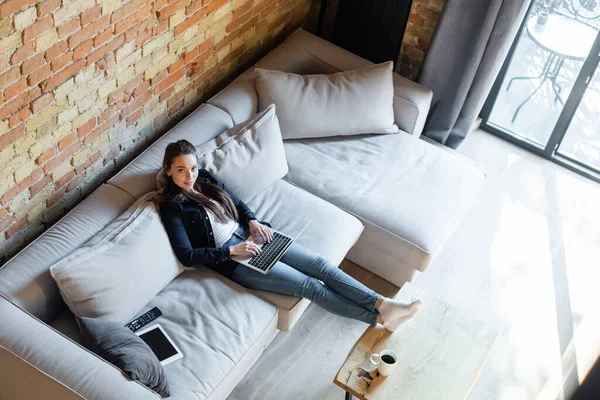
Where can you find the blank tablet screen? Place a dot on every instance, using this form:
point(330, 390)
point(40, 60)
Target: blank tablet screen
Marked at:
point(159, 344)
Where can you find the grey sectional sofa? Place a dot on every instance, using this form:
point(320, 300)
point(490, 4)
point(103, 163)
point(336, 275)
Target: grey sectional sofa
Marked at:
point(387, 202)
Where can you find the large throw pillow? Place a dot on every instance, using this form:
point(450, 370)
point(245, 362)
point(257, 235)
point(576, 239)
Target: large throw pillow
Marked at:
point(344, 103)
point(125, 350)
point(247, 158)
point(121, 268)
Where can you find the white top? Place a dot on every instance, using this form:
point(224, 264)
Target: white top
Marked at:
point(221, 231)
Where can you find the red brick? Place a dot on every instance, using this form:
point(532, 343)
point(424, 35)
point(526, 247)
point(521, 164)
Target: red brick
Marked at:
point(415, 20)
point(56, 50)
point(215, 5)
point(141, 89)
point(15, 89)
point(134, 117)
point(19, 102)
point(39, 185)
point(86, 128)
point(162, 118)
point(242, 10)
point(38, 75)
point(64, 180)
point(39, 27)
point(166, 94)
point(83, 49)
point(41, 102)
point(75, 182)
point(56, 197)
point(159, 4)
point(6, 222)
point(107, 48)
point(62, 156)
point(103, 37)
point(126, 10)
point(90, 14)
point(46, 7)
point(22, 53)
point(106, 62)
point(138, 102)
point(83, 166)
point(68, 27)
point(142, 13)
point(190, 55)
point(47, 155)
point(124, 24)
point(9, 77)
point(175, 66)
point(191, 20)
point(32, 64)
point(61, 61)
point(11, 136)
point(88, 32)
point(142, 37)
point(62, 76)
point(14, 228)
point(100, 129)
point(160, 27)
point(21, 186)
point(172, 9)
point(12, 6)
point(16, 118)
point(67, 141)
point(171, 79)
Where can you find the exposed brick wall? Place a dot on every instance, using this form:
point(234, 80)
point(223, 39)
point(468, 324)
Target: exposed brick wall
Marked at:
point(85, 85)
point(423, 18)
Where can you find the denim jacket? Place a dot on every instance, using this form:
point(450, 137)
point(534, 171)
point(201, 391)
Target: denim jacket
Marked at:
point(190, 232)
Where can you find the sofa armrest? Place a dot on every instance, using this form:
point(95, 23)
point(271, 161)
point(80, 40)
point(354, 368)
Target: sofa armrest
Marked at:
point(411, 105)
point(55, 363)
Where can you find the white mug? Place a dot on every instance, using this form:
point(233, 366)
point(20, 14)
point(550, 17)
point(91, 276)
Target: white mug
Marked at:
point(385, 368)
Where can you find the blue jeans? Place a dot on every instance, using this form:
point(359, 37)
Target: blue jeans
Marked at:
point(298, 274)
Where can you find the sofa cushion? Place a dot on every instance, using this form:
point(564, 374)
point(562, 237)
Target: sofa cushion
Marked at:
point(304, 53)
point(248, 157)
point(405, 186)
point(125, 350)
point(343, 103)
point(331, 233)
point(215, 323)
point(121, 268)
point(26, 280)
point(204, 123)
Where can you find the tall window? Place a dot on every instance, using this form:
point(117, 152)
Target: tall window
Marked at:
point(547, 96)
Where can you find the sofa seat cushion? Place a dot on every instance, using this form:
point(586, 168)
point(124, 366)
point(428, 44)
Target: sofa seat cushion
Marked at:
point(331, 233)
point(214, 322)
point(400, 183)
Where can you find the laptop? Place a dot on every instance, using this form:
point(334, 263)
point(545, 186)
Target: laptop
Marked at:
point(270, 252)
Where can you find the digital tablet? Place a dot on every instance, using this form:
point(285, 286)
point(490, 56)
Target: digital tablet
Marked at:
point(160, 343)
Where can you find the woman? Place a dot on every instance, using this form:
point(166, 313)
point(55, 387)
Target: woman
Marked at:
point(208, 225)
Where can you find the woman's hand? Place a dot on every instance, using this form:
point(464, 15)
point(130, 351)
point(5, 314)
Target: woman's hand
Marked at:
point(260, 233)
point(244, 248)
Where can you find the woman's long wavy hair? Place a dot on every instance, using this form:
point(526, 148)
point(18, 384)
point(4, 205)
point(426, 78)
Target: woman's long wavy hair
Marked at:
point(204, 191)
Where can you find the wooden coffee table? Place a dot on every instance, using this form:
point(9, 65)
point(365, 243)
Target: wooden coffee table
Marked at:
point(441, 353)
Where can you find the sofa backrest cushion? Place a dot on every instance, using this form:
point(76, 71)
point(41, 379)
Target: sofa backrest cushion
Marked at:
point(25, 279)
point(139, 177)
point(119, 270)
point(319, 105)
point(249, 157)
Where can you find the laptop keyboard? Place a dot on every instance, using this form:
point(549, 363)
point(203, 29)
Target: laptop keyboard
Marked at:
point(269, 251)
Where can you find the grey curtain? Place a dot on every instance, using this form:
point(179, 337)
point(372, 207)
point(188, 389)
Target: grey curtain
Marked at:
point(469, 46)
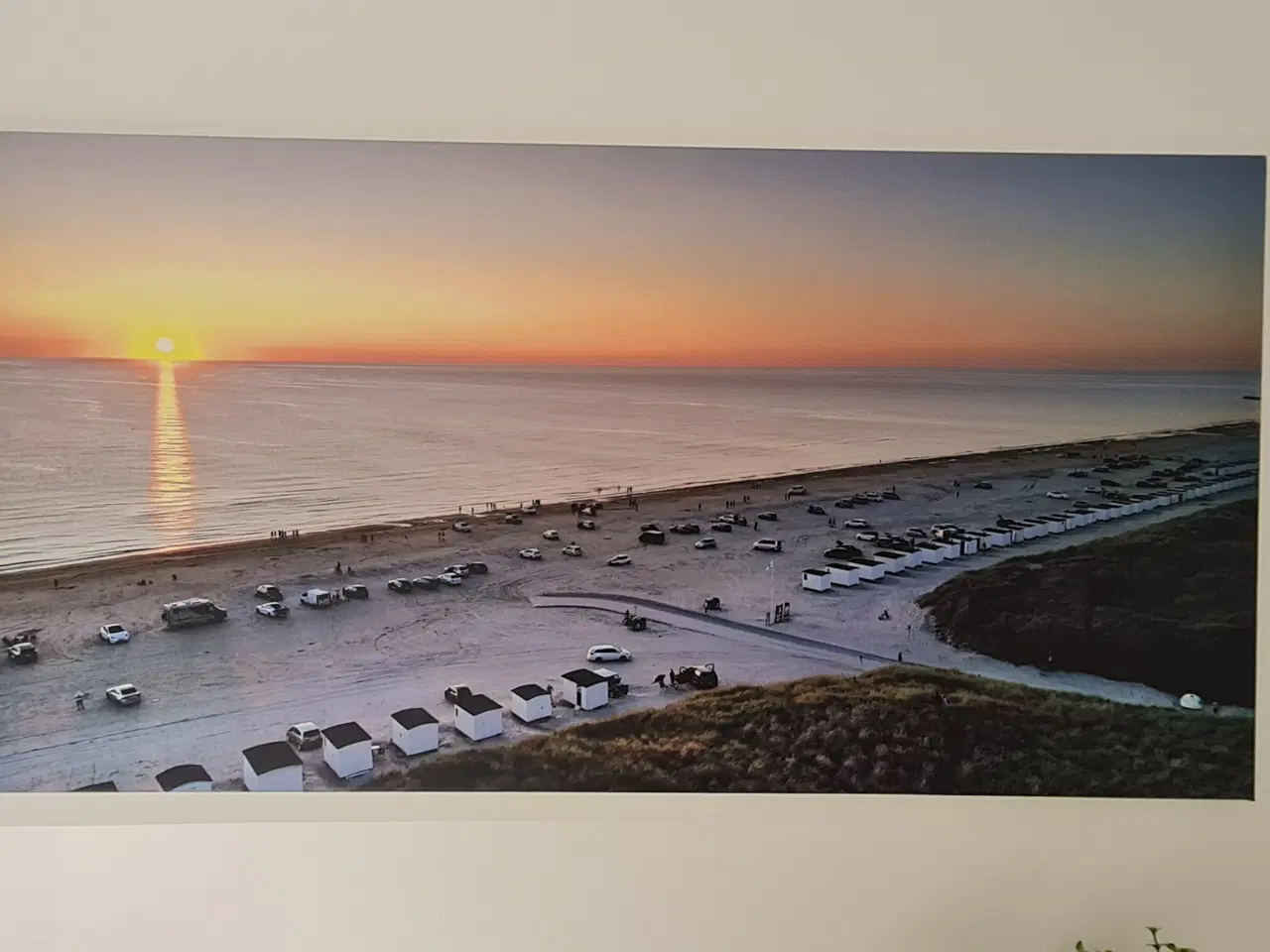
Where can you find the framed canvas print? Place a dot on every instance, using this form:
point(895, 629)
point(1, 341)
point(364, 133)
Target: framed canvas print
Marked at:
point(388, 466)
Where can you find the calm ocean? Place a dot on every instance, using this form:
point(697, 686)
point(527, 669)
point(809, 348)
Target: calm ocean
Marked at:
point(100, 460)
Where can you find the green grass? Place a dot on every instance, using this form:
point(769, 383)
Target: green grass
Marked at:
point(1173, 606)
point(890, 731)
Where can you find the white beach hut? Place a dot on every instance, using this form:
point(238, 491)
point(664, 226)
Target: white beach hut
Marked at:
point(817, 580)
point(416, 731)
point(585, 689)
point(273, 769)
point(347, 749)
point(185, 778)
point(477, 716)
point(843, 575)
point(531, 702)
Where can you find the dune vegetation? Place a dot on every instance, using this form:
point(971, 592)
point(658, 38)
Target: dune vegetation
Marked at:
point(1171, 606)
point(898, 730)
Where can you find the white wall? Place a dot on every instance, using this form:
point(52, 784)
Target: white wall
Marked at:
point(594, 696)
point(350, 761)
point(417, 740)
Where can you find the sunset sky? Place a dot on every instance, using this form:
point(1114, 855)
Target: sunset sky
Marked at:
point(370, 252)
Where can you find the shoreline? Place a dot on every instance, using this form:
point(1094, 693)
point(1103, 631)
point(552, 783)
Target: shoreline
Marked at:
point(198, 553)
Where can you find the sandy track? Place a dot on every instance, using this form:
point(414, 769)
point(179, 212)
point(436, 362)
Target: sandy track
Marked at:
point(211, 692)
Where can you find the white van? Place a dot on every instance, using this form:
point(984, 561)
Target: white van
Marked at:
point(191, 612)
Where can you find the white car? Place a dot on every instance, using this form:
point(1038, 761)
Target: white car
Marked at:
point(304, 737)
point(317, 598)
point(123, 696)
point(607, 653)
point(113, 634)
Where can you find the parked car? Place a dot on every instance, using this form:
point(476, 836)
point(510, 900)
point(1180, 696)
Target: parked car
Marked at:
point(607, 653)
point(23, 653)
point(317, 598)
point(454, 692)
point(304, 737)
point(113, 634)
point(123, 694)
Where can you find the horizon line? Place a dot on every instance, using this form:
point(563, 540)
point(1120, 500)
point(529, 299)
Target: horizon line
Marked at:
point(613, 366)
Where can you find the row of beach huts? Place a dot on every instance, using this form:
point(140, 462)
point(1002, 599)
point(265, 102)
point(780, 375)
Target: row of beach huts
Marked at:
point(348, 749)
point(955, 542)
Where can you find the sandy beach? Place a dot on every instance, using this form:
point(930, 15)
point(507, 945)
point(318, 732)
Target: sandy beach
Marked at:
point(213, 690)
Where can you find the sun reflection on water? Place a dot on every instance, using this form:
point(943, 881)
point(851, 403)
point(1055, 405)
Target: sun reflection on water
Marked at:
point(172, 466)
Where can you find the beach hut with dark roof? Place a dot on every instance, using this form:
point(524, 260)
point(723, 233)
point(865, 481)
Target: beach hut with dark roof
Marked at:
point(347, 749)
point(273, 769)
point(416, 731)
point(185, 778)
point(477, 716)
point(585, 689)
point(531, 702)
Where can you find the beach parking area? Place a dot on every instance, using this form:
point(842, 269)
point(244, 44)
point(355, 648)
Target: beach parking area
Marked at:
point(211, 692)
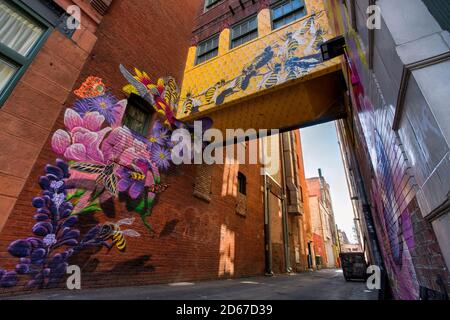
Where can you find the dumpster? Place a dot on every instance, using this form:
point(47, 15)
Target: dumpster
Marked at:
point(354, 266)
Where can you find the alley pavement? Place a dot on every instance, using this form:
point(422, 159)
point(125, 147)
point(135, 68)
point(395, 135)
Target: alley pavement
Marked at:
point(320, 285)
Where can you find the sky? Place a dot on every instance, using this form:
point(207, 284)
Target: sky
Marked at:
point(321, 150)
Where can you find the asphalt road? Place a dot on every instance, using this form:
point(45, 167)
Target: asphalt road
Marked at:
point(319, 285)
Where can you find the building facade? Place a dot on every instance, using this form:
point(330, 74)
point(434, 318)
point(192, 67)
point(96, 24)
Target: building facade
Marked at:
point(396, 144)
point(325, 236)
point(196, 222)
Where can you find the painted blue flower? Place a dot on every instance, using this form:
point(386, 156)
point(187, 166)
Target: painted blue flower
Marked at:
point(54, 230)
point(160, 135)
point(161, 157)
point(107, 105)
point(50, 240)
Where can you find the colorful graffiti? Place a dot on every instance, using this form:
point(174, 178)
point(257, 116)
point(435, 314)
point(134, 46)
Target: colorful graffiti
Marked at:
point(103, 159)
point(391, 189)
point(286, 58)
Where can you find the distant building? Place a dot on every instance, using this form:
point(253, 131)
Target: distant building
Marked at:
point(345, 245)
point(325, 240)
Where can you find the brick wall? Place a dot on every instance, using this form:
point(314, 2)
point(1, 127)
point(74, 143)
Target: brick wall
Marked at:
point(193, 239)
point(30, 112)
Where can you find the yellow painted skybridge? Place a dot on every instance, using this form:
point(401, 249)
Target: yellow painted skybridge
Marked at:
point(275, 81)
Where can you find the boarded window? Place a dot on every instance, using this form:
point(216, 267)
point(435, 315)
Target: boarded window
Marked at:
point(207, 49)
point(202, 183)
point(287, 12)
point(244, 32)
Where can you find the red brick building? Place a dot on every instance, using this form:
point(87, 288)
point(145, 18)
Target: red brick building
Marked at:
point(208, 224)
point(194, 239)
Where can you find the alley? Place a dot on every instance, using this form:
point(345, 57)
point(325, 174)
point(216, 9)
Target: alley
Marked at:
point(320, 285)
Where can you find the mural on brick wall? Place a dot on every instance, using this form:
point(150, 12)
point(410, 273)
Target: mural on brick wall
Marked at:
point(287, 57)
point(100, 159)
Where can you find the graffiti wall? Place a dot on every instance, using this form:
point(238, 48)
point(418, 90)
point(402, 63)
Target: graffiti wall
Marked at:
point(405, 238)
point(125, 215)
point(275, 57)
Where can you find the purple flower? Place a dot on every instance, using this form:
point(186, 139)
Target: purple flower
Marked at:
point(160, 135)
point(50, 240)
point(161, 157)
point(107, 105)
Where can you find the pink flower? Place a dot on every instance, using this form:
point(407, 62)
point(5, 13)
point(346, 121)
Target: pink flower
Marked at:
point(82, 142)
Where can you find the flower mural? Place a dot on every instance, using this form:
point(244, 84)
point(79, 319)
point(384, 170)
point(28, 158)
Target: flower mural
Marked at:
point(97, 148)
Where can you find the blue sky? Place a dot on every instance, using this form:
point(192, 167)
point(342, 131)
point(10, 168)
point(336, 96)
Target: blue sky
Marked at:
point(321, 150)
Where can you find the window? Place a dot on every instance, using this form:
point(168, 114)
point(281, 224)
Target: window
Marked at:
point(287, 12)
point(136, 118)
point(244, 32)
point(242, 183)
point(22, 33)
point(440, 9)
point(207, 49)
point(210, 3)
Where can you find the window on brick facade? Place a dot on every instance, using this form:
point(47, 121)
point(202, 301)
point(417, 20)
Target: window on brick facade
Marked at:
point(440, 9)
point(203, 182)
point(22, 34)
point(136, 117)
point(244, 32)
point(287, 12)
point(207, 49)
point(242, 183)
point(210, 3)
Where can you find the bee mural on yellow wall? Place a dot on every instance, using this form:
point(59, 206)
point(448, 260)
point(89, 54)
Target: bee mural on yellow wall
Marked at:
point(190, 103)
point(286, 57)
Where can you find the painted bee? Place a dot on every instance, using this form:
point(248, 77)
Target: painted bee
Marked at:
point(272, 78)
point(138, 176)
point(112, 231)
point(212, 92)
point(106, 177)
point(190, 104)
point(171, 92)
point(158, 188)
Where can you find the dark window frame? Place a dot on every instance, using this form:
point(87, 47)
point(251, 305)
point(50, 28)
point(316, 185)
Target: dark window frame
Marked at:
point(139, 103)
point(211, 5)
point(198, 57)
point(242, 183)
point(246, 20)
point(22, 62)
point(279, 4)
point(440, 10)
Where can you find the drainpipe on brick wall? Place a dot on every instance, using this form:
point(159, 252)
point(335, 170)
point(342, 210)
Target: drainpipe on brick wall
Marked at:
point(284, 207)
point(267, 245)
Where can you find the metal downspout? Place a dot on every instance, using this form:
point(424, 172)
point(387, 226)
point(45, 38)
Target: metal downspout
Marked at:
point(284, 208)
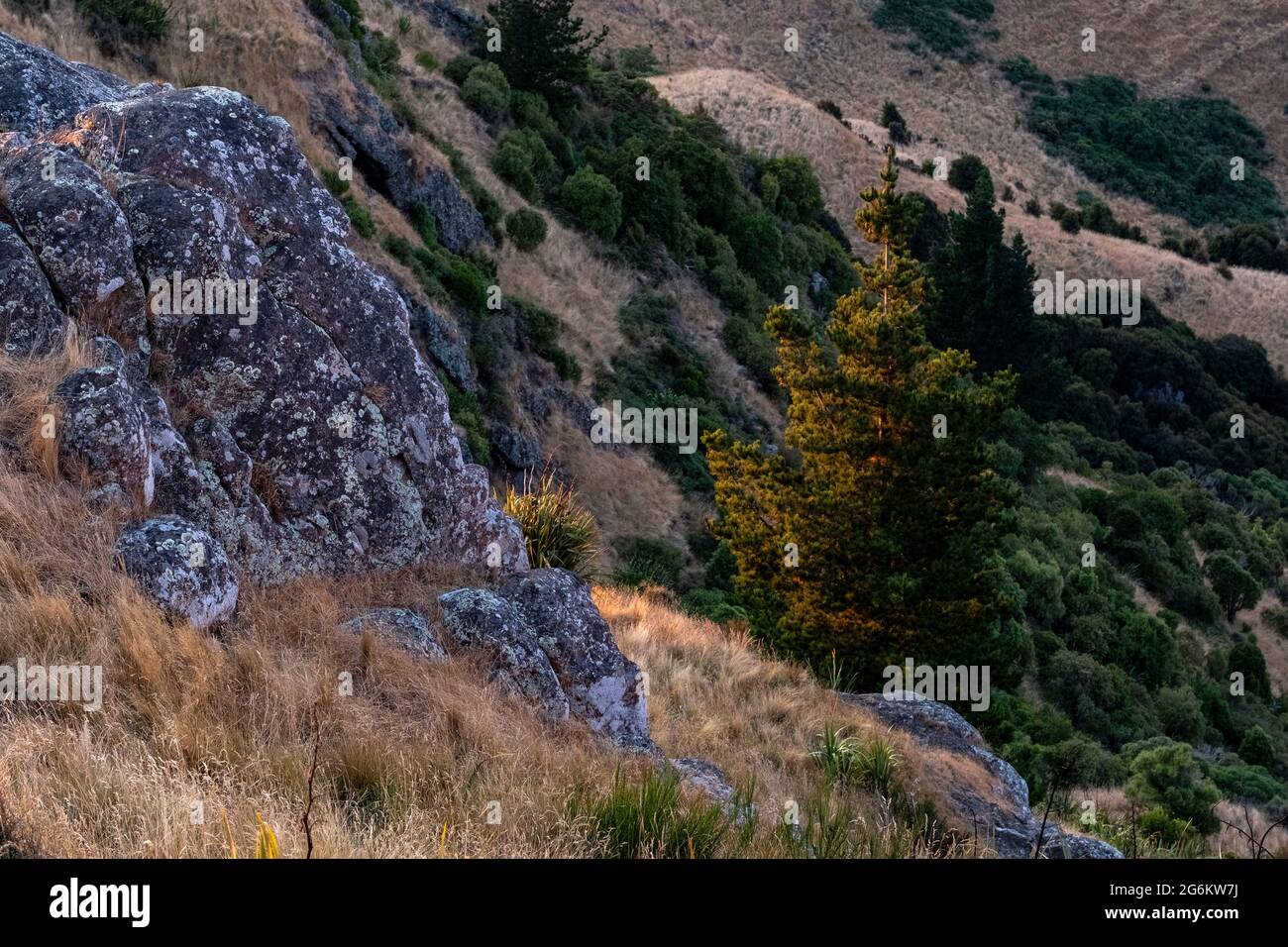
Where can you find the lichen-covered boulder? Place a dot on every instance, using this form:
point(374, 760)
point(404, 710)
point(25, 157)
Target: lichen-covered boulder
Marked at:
point(403, 625)
point(31, 324)
point(181, 569)
point(40, 91)
point(64, 213)
point(996, 812)
point(604, 688)
point(1060, 844)
point(103, 427)
point(484, 621)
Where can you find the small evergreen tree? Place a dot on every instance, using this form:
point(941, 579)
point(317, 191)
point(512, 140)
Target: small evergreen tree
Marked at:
point(542, 46)
point(875, 539)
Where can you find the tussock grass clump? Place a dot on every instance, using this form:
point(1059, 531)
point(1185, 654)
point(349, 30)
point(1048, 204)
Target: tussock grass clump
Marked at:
point(651, 818)
point(555, 527)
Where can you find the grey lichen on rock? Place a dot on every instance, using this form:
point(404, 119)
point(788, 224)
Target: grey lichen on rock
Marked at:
point(181, 570)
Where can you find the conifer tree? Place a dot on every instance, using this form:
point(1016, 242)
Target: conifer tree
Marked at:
point(871, 538)
point(544, 47)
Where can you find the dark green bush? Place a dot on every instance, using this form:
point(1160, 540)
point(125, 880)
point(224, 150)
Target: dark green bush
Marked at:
point(527, 228)
point(592, 200)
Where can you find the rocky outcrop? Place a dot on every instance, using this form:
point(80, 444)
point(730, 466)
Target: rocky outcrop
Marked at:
point(481, 620)
point(402, 625)
point(181, 569)
point(31, 324)
point(548, 642)
point(997, 812)
point(103, 425)
point(188, 226)
point(42, 91)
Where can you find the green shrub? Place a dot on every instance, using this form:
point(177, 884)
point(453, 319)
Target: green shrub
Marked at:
point(964, 171)
point(651, 562)
point(558, 532)
point(125, 21)
point(523, 161)
point(465, 411)
point(651, 818)
point(712, 604)
point(487, 91)
point(360, 217)
point(527, 228)
point(459, 68)
point(592, 200)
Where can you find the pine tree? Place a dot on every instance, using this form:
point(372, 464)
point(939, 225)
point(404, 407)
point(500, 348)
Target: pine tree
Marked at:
point(544, 48)
point(984, 302)
point(871, 538)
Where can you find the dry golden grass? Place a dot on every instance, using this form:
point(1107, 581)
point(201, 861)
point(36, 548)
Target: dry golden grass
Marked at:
point(765, 118)
point(411, 761)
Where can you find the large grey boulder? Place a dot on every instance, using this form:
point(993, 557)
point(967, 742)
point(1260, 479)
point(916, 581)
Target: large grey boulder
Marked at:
point(1000, 813)
point(482, 620)
point(103, 427)
point(544, 620)
point(404, 626)
point(313, 436)
point(181, 569)
point(604, 688)
point(39, 91)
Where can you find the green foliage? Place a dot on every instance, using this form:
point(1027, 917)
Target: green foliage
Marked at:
point(831, 108)
point(1234, 585)
point(540, 331)
point(651, 562)
point(1020, 71)
point(1249, 245)
point(965, 171)
point(459, 67)
point(1166, 775)
point(526, 228)
point(893, 527)
point(712, 604)
point(1171, 153)
point(1257, 749)
point(542, 46)
point(487, 91)
point(651, 818)
point(465, 411)
point(558, 532)
point(592, 200)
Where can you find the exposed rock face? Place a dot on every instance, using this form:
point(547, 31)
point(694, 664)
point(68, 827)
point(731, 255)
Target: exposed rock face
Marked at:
point(40, 91)
point(181, 569)
point(483, 620)
point(603, 686)
point(104, 427)
point(365, 132)
point(1003, 815)
point(31, 324)
point(318, 437)
point(549, 643)
point(403, 625)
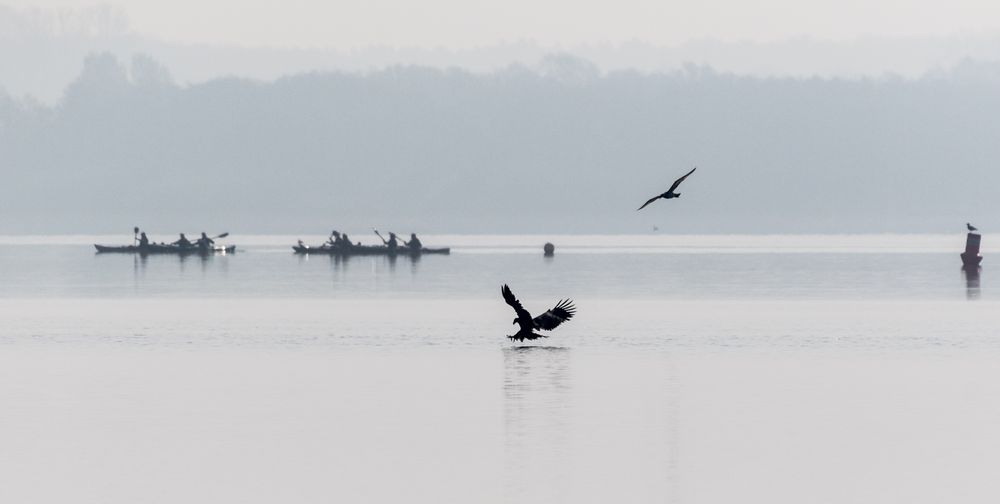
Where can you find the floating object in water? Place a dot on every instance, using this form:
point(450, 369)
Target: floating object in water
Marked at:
point(971, 257)
point(367, 250)
point(153, 248)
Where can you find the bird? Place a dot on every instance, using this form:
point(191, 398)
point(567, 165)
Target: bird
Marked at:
point(670, 192)
point(563, 311)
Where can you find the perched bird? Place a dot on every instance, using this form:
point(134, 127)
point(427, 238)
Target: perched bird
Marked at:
point(547, 321)
point(670, 192)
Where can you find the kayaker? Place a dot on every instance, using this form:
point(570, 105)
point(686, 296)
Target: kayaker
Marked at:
point(334, 238)
point(205, 243)
point(344, 241)
point(182, 242)
point(414, 243)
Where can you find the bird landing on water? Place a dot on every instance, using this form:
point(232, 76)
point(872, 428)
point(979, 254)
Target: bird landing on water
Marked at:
point(563, 311)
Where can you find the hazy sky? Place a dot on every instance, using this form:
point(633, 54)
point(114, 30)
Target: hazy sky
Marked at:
point(465, 23)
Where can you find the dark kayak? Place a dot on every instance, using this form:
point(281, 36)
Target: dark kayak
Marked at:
point(366, 250)
point(164, 249)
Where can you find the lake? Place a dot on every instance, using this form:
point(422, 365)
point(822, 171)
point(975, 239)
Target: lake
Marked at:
point(850, 368)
● ● ● ● ●
Copy the entries from the line containing "Where can you find the large grey" through the line containing "point(39, 91)", replacing "boulder" with "rock" and keeping everything else the same. Give only those lines.

-- Response below --
Where can you find the large grey rock? Place a dot on every instance, using this form:
point(993, 557)
point(967, 742)
point(1260, 479)
point(916, 581)
Target: large grey rock
Marked at:
point(1000, 813)
point(482, 620)
point(103, 427)
point(544, 620)
point(404, 626)
point(313, 436)
point(181, 569)
point(604, 688)
point(39, 91)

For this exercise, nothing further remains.